Data:
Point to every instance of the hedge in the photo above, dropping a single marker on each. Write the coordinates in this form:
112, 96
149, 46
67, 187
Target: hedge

What needs to be done:
Locate the word "hedge" in the records and collect each line it appears in.

Solved exercise:
Point to every instance of the hedge in the photo above, dropping a single marker on each. Write the coordinates in this form:
Target: hedge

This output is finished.